### Task directions
Nothing but a number belongs in the answer: the count of lines below that contain the word "instance".

+ + + +

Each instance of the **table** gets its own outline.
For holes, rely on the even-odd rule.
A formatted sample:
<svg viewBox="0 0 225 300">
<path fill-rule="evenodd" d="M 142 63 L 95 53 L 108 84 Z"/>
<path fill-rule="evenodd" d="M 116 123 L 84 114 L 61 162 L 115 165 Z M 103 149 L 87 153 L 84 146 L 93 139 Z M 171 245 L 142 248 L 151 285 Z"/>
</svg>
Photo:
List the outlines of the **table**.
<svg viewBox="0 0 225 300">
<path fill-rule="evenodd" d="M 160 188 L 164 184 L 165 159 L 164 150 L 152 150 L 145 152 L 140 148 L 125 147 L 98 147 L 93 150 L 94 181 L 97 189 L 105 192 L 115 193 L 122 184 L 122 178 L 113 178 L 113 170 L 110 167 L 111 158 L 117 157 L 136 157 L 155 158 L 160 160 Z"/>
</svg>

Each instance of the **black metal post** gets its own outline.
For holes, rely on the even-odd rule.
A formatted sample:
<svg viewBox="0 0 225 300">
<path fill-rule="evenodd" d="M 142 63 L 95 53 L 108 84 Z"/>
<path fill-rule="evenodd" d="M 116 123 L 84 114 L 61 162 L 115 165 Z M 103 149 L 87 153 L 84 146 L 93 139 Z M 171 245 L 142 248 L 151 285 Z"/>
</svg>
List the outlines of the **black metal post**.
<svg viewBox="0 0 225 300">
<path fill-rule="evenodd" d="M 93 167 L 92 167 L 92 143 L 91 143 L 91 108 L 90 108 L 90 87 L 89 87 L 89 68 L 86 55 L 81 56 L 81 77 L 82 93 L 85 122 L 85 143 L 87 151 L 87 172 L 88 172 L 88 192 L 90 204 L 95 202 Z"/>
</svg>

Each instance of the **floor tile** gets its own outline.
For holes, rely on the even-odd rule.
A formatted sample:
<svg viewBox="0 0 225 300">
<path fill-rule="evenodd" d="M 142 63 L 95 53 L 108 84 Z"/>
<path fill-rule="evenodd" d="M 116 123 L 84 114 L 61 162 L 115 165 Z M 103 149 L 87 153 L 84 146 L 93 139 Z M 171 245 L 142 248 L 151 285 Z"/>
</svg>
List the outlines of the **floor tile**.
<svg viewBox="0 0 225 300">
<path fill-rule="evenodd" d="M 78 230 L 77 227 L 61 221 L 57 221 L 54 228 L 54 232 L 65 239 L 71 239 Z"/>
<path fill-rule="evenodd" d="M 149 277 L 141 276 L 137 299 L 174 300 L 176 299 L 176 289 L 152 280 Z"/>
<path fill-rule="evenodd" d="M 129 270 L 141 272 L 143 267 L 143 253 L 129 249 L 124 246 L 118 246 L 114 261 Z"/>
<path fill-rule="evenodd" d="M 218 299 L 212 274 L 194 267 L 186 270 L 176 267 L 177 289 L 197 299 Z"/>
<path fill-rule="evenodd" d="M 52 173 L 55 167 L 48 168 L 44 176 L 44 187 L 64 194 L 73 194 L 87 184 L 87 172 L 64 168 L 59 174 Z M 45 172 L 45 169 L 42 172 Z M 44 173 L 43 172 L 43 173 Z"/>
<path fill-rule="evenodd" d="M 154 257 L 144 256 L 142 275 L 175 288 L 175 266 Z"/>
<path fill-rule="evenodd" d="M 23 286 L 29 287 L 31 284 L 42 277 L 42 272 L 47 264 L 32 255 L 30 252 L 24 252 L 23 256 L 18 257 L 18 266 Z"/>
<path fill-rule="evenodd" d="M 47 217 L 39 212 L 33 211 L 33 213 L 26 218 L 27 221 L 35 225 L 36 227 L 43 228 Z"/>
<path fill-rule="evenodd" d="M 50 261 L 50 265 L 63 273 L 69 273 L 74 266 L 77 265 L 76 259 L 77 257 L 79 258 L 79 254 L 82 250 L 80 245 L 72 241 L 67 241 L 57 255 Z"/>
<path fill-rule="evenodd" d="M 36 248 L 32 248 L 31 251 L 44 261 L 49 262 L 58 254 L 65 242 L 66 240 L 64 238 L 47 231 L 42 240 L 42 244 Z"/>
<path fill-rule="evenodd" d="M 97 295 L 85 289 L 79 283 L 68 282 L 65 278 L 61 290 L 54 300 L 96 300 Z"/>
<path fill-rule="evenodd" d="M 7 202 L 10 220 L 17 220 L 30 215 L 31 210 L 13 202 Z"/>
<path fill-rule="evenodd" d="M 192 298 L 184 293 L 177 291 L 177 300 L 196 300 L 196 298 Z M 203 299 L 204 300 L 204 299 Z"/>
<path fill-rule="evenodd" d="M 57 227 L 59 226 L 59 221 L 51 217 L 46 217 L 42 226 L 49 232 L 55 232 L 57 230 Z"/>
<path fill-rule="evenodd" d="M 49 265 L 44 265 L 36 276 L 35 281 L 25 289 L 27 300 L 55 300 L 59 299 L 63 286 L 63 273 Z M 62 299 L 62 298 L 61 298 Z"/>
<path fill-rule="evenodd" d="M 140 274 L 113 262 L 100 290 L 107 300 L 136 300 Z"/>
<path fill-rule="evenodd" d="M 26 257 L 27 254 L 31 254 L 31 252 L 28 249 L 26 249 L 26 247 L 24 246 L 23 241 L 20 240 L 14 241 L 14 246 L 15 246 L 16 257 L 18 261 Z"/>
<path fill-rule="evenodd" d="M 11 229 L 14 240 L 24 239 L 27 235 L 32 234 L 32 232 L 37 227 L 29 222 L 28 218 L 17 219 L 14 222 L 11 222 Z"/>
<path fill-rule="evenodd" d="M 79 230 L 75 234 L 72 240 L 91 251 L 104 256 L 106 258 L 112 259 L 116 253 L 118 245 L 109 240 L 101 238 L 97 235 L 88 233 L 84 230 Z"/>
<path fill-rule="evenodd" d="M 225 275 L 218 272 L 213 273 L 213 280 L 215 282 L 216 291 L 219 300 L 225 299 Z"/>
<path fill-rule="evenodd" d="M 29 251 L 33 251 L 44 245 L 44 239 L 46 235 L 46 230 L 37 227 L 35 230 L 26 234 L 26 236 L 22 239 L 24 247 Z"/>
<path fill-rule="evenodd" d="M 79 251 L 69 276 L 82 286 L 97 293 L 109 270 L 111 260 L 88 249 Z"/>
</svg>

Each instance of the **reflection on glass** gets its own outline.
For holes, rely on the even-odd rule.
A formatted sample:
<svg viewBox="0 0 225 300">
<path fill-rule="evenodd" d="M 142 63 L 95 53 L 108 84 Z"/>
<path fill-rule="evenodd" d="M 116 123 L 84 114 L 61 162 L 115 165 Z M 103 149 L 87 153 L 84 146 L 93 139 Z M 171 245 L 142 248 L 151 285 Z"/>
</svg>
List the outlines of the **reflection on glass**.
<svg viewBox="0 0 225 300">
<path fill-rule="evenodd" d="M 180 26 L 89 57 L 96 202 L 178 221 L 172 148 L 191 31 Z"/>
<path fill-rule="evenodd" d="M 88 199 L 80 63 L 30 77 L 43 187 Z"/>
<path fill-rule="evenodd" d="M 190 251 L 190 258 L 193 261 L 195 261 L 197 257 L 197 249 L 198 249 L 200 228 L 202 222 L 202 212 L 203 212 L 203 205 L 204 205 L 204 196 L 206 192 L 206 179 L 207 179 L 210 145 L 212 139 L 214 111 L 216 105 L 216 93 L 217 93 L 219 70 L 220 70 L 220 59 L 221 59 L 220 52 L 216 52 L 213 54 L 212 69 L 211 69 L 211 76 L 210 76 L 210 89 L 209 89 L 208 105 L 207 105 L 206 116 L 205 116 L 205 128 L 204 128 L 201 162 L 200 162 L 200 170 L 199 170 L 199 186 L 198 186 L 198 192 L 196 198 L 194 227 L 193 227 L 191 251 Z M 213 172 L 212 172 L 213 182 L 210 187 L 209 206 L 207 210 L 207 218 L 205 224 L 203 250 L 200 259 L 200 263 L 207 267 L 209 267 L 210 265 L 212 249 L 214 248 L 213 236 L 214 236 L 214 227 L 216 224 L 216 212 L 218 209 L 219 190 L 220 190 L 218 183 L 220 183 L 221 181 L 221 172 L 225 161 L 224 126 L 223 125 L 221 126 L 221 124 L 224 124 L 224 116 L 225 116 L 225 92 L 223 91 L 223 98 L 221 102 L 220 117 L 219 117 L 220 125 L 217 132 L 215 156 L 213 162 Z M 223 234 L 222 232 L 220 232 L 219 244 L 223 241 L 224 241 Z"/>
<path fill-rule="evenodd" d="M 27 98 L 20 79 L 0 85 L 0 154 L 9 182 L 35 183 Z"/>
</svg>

+ + + +

### Result
4